#### Given instruction
Repeat exactly the lines from the one containing "You are given a photograph. For the woman in orange" through the last line of the records below, both included, and nothing else.

Stored items from a collection
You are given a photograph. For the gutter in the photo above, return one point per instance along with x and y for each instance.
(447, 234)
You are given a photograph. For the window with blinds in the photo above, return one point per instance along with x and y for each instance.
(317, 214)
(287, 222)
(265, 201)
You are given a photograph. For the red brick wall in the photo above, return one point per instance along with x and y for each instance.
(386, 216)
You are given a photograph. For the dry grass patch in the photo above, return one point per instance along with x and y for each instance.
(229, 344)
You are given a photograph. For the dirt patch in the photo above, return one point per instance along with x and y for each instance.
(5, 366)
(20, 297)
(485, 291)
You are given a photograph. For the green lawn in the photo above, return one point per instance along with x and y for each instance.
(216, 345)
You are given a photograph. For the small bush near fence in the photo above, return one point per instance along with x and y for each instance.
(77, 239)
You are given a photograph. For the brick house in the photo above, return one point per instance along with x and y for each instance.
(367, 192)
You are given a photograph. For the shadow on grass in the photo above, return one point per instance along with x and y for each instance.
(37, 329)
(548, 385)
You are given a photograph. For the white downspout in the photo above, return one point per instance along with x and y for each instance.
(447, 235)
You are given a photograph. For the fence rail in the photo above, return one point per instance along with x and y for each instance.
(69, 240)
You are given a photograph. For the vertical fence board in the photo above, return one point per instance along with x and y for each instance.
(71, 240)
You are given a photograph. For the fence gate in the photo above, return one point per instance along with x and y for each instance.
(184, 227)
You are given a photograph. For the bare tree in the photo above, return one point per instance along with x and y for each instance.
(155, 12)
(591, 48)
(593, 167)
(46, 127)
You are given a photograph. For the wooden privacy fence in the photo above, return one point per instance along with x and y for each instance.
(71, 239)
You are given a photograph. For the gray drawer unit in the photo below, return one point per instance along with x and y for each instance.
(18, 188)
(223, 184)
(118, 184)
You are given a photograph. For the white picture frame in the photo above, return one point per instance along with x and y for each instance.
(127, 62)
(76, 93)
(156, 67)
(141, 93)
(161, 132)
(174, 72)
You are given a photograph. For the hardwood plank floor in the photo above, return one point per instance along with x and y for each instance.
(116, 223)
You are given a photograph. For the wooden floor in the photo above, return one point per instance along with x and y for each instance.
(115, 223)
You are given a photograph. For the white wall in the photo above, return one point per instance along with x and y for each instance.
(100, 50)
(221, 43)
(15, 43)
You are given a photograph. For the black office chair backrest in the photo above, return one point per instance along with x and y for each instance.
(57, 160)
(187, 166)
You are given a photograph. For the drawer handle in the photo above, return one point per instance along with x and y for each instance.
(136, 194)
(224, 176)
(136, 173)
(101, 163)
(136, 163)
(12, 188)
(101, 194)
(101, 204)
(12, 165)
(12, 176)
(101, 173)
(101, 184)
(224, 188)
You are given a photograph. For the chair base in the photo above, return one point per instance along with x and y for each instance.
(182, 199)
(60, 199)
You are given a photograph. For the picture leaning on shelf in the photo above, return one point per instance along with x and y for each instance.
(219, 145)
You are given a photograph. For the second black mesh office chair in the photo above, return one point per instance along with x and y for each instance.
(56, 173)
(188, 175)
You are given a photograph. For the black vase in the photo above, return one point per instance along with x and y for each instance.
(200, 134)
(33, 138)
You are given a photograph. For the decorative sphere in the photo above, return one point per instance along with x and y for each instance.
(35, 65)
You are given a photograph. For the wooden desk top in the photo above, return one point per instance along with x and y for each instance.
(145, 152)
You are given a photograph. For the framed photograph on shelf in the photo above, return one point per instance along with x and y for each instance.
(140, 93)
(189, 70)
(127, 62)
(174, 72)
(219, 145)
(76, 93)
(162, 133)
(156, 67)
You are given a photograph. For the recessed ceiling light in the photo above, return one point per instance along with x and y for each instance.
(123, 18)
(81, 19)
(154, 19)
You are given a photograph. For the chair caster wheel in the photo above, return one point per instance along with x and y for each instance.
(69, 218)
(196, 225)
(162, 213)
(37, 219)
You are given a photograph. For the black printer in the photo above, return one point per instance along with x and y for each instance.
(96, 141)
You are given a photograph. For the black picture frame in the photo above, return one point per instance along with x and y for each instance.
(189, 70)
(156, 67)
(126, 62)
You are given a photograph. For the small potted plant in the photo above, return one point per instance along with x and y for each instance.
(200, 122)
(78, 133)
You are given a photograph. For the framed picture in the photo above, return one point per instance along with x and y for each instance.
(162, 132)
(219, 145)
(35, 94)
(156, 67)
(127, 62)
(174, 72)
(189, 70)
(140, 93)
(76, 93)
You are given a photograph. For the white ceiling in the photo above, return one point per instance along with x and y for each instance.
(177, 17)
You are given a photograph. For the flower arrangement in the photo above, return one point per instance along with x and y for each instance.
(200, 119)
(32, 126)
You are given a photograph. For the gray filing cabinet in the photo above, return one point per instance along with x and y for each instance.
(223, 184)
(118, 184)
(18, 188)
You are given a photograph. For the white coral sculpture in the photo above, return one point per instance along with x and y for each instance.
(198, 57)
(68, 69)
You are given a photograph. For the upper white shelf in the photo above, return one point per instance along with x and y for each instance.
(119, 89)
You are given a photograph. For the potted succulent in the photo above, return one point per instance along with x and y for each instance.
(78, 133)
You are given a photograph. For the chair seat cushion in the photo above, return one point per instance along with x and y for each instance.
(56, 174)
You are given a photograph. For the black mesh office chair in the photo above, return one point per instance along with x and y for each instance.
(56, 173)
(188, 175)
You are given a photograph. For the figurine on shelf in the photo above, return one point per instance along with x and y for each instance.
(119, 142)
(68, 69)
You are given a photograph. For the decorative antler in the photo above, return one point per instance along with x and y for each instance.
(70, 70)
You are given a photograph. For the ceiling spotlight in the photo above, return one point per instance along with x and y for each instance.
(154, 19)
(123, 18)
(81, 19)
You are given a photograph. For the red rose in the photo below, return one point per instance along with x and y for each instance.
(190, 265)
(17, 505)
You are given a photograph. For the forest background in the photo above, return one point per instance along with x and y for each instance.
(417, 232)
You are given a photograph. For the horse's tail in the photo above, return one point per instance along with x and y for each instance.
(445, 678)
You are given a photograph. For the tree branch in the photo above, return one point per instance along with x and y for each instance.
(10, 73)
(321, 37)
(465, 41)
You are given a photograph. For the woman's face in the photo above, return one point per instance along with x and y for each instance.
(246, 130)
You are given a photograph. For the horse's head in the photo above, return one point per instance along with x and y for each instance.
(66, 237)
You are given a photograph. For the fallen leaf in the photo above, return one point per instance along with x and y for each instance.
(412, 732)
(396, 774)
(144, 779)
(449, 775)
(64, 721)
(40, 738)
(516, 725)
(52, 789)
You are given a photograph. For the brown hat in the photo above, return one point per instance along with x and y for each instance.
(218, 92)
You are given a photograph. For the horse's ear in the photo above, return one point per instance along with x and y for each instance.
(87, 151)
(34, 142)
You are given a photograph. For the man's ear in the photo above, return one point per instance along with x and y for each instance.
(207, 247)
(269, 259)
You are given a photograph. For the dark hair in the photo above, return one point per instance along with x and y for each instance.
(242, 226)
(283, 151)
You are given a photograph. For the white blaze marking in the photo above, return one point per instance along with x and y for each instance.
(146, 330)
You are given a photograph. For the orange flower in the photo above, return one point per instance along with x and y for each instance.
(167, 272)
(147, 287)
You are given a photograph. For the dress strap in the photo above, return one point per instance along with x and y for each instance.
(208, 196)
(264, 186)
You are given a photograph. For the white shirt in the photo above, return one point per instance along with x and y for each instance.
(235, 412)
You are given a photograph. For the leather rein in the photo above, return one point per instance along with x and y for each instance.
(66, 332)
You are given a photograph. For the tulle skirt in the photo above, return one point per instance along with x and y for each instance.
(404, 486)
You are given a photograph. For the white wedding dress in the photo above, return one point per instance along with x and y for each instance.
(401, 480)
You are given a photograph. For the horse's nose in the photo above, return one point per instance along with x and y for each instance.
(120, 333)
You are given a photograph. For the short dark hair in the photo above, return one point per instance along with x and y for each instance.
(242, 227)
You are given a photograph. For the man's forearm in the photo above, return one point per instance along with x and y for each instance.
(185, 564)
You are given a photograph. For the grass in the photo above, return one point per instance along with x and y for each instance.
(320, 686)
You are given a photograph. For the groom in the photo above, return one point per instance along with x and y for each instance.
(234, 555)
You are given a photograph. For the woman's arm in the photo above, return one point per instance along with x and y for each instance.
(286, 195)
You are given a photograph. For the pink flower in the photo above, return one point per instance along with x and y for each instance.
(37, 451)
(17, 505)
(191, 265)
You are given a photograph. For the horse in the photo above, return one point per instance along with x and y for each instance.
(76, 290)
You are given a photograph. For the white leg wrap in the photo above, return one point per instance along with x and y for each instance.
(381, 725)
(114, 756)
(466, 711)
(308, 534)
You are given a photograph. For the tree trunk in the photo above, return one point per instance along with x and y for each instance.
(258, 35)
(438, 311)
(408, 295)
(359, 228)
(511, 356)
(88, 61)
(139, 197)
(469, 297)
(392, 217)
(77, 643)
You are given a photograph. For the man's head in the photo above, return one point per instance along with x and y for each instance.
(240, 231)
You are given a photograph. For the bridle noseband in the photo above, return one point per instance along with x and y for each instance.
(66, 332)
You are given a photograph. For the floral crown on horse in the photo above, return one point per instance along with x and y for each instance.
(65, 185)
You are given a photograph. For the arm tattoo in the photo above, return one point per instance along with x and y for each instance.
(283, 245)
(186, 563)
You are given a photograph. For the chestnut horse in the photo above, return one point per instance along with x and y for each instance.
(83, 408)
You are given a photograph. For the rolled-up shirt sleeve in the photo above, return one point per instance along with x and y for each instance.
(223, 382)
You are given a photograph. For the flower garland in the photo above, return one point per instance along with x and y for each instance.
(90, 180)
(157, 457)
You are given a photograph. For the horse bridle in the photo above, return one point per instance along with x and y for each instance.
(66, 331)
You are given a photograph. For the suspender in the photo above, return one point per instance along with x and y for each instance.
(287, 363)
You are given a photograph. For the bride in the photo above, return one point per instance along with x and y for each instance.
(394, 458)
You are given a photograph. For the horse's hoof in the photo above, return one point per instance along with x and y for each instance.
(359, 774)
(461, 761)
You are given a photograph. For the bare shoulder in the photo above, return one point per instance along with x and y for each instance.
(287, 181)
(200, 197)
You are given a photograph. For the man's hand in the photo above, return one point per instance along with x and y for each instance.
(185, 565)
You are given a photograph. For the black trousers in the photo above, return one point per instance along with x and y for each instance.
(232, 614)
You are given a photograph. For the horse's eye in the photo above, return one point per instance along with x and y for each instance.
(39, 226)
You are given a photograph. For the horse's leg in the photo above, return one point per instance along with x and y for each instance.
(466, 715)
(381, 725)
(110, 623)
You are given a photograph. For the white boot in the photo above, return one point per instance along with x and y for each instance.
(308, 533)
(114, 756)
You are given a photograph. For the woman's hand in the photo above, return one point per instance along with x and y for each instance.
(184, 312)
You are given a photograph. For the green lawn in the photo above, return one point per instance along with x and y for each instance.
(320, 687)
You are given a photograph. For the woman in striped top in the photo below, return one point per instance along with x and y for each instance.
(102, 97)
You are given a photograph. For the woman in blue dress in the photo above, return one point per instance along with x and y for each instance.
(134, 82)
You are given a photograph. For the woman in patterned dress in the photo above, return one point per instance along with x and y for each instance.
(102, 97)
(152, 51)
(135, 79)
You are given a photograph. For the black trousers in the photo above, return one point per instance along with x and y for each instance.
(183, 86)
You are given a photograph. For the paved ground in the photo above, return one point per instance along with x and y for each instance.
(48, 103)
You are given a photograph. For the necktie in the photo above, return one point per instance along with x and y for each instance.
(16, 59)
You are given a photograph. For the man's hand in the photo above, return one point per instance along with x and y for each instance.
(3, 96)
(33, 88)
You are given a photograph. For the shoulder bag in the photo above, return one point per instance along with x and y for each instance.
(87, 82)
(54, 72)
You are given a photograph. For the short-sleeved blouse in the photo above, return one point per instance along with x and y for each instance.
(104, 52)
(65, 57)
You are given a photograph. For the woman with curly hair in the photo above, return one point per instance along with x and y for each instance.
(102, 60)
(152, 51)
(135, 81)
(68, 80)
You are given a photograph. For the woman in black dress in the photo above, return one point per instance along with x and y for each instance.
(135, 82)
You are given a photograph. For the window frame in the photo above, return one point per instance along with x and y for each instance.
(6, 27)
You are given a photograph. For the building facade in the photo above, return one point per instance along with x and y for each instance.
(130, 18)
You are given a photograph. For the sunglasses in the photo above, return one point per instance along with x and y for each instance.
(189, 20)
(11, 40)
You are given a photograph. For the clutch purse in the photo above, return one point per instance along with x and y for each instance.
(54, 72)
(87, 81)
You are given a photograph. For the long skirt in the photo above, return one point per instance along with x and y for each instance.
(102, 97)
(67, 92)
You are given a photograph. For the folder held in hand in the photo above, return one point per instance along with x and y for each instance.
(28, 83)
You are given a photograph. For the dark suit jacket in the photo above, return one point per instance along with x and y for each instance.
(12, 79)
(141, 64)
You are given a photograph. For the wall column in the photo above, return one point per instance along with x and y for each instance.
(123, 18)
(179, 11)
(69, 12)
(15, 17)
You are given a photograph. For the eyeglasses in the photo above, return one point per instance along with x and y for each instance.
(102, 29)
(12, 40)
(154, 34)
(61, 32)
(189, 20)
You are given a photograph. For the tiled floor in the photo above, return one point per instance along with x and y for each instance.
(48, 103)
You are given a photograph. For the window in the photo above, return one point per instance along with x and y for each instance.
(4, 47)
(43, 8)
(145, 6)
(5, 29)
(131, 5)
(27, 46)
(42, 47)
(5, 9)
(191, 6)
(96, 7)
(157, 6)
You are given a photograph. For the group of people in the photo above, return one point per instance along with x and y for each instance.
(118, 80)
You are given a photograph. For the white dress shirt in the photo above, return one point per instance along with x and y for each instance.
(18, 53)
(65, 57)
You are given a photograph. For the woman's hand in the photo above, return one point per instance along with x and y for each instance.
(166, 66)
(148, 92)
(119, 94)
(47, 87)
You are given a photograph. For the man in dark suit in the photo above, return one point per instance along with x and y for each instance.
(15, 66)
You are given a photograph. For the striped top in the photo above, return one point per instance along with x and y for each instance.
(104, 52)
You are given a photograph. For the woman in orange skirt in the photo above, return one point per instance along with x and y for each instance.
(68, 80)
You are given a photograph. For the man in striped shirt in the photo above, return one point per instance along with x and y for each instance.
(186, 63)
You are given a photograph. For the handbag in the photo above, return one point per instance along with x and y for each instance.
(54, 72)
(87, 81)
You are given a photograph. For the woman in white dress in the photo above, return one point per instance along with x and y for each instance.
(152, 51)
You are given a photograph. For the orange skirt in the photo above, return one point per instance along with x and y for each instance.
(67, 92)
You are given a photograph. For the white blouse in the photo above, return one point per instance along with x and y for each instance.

#### Result of the exercise
You are given a photograph. For the woman in orange skirt in the photo above, return one point per instance along with x and y for each instance.
(68, 80)
You are given a photograph. For the man in striped shirt in the photo above, return one point per instance along with x and y for each instance.
(186, 63)
You are given a photograph. For the handbag in the photo above, return one point per instance along with x and y for each instance.
(54, 72)
(87, 81)
You are given a photograph. For the woman in white dress in the photo above, return one point per instance along with x and y for each instance.
(152, 51)
You are given a photograph. For the orange skirt in the photo above, return one point per instance along with x and y for each instance.
(67, 92)
You are given a photograph. For the white blouse in the photo above, return one point per instance along with x and y for each instance.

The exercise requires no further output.